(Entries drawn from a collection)
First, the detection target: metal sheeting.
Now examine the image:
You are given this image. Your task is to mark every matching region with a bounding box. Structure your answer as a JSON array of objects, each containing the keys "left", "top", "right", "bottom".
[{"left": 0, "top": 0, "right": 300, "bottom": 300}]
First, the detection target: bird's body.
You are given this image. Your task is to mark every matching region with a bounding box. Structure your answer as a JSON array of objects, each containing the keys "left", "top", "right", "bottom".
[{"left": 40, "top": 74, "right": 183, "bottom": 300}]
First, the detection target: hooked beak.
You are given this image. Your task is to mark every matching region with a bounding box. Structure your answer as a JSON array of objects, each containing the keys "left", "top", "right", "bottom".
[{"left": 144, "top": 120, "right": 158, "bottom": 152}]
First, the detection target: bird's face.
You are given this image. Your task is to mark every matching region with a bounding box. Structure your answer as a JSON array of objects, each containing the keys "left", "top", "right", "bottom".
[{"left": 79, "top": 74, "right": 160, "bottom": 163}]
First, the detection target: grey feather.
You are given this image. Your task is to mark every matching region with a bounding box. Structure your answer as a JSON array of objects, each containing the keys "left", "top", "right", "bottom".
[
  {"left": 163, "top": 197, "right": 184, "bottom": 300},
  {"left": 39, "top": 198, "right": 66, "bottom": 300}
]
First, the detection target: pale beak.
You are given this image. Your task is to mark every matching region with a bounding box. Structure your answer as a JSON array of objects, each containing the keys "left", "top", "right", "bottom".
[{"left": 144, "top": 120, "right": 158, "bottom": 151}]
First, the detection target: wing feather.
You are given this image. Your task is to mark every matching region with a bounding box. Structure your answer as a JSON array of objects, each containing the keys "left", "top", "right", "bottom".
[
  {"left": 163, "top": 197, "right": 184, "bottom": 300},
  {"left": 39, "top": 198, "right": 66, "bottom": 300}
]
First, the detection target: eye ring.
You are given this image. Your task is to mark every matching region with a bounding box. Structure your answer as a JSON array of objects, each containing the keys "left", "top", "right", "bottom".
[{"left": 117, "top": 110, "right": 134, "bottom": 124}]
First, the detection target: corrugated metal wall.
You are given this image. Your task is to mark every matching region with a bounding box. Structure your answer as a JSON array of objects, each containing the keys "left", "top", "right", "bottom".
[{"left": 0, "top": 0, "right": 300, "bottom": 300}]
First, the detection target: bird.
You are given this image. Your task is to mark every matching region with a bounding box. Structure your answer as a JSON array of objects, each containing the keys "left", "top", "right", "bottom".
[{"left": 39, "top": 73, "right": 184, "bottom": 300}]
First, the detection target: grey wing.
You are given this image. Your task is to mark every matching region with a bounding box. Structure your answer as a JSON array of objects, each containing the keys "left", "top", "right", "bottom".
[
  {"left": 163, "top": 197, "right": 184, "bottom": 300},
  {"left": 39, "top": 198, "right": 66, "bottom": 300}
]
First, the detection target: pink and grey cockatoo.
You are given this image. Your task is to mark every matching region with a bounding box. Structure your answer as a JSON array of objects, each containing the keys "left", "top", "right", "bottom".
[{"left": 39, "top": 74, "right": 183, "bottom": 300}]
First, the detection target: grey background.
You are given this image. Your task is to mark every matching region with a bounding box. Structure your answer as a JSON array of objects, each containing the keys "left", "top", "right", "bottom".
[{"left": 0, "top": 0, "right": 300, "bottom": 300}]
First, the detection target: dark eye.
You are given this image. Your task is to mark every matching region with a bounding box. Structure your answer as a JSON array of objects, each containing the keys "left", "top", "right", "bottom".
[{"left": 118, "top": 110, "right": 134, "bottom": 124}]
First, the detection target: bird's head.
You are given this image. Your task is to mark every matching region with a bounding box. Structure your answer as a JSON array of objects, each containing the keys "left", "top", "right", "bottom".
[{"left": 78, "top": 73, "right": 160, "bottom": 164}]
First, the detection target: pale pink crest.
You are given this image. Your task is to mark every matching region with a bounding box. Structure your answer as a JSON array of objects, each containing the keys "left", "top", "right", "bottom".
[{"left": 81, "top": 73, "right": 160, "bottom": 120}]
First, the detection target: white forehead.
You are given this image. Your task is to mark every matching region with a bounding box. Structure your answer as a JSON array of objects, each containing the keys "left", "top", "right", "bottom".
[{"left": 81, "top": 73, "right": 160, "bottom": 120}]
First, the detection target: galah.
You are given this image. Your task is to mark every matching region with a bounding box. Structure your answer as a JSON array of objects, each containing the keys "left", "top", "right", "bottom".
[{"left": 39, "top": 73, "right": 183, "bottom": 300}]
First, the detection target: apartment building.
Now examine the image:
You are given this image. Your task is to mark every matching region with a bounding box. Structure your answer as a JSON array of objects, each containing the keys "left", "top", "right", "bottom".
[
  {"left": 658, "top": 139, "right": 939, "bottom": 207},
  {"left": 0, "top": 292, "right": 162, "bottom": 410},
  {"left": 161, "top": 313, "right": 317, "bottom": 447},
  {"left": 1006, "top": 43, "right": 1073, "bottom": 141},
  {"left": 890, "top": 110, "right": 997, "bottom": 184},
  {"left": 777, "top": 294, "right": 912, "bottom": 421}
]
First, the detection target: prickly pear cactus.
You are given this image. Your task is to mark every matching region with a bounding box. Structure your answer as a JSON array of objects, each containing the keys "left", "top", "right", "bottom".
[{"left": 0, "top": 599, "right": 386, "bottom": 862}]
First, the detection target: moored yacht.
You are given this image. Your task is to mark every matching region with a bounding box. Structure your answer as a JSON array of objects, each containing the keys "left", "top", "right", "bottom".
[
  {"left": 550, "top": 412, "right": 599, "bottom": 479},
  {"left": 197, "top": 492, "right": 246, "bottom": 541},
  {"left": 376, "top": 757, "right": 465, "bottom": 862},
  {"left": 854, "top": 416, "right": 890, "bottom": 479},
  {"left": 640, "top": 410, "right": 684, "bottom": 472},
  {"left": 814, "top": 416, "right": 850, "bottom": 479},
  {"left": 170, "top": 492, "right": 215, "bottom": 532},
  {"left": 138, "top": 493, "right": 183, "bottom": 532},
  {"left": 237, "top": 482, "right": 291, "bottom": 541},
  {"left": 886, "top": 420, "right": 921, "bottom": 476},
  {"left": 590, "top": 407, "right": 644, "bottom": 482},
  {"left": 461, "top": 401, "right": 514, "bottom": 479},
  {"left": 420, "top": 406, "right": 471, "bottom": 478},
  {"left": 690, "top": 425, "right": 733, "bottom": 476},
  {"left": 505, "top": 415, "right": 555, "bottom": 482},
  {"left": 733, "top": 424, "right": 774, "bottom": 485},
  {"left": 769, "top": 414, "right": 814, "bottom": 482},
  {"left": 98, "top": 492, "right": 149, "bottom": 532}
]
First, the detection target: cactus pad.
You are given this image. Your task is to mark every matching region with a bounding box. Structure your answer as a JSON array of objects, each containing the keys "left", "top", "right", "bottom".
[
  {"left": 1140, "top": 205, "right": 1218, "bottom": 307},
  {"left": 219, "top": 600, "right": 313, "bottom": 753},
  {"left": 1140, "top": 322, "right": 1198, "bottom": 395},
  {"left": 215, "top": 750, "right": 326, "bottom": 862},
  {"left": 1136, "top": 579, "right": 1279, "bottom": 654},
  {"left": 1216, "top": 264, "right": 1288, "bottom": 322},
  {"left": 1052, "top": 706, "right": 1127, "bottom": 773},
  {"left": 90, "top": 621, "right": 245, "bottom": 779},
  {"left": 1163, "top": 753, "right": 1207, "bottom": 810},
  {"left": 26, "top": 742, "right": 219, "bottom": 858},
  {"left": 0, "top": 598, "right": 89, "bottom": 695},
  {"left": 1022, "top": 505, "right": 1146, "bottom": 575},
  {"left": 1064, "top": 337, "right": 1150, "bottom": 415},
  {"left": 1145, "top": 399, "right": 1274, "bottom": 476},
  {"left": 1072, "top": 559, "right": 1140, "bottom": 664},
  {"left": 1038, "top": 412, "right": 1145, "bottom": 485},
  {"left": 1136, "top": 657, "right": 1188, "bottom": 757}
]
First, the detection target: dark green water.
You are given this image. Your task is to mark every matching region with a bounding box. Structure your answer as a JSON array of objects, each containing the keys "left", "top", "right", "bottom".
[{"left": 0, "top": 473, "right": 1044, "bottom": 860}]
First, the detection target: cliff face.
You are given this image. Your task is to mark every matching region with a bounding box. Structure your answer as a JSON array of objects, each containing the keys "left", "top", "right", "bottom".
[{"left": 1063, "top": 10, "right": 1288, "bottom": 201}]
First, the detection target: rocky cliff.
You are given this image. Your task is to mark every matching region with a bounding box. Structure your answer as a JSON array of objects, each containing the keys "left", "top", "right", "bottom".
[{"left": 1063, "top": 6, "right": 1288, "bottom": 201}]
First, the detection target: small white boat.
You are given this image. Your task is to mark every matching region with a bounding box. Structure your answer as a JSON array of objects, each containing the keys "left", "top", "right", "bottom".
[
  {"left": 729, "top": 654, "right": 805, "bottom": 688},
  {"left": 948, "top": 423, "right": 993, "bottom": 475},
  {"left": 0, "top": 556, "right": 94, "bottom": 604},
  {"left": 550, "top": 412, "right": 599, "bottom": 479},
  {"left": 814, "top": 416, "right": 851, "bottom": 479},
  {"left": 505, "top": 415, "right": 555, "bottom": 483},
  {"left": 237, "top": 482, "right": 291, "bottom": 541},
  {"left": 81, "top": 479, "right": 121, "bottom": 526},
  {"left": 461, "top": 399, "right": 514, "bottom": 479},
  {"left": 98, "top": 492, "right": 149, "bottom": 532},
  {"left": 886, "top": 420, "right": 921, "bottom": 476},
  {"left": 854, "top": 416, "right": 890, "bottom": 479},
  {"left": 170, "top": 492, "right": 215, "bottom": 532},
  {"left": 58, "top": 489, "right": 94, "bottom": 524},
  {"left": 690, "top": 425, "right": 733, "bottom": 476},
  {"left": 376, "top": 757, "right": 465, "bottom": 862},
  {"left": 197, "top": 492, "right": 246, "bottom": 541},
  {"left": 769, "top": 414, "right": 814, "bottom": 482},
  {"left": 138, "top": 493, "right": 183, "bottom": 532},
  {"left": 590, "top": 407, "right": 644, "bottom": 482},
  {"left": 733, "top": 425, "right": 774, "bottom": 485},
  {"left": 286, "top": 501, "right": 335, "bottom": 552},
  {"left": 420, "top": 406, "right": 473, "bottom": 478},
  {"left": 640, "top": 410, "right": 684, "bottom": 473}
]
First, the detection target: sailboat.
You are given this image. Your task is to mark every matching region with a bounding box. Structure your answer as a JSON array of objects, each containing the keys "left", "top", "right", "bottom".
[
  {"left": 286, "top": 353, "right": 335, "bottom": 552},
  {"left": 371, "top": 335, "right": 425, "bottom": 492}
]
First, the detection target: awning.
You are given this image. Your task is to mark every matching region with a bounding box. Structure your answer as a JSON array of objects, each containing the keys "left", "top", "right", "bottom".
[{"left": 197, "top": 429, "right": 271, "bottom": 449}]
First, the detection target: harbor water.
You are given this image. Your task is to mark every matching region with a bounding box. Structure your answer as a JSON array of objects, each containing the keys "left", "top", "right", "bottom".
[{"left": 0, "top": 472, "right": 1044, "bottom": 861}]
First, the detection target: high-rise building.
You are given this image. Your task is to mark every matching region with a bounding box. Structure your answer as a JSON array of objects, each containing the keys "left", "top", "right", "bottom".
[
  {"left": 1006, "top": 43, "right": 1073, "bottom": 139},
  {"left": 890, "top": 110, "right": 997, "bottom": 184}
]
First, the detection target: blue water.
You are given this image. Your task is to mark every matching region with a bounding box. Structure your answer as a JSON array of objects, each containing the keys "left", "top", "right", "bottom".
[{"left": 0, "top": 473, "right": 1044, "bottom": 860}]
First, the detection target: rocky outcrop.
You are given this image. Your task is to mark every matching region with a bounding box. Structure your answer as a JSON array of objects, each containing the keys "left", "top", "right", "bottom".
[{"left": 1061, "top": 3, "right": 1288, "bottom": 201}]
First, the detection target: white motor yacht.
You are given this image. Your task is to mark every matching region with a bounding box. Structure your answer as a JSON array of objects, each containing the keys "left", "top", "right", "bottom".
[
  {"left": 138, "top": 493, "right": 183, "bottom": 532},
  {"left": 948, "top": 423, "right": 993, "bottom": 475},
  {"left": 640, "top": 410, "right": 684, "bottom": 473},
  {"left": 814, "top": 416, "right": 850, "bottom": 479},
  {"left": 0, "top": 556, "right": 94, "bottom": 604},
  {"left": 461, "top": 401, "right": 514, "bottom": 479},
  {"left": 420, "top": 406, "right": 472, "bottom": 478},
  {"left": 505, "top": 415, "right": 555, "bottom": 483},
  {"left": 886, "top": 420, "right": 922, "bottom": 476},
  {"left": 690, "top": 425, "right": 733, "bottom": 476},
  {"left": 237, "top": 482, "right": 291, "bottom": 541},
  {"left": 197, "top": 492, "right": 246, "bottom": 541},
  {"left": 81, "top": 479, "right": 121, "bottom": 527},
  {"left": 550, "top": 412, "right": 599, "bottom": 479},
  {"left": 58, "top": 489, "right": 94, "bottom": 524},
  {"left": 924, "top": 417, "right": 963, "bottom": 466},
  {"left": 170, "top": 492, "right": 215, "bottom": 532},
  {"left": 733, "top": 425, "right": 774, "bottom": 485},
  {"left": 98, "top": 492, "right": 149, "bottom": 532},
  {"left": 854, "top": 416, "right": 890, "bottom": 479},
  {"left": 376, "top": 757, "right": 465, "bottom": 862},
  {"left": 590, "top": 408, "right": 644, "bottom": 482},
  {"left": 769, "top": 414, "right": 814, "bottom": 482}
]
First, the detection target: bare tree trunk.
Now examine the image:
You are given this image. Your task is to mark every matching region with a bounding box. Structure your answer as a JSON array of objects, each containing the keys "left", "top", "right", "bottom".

Objective |
Extract every line in the entries above that contains the word "cactus", and copy each one unchanged.

Right answer |
First, the detection target: prickly pear cactus.
First, the detection target: cactus pad.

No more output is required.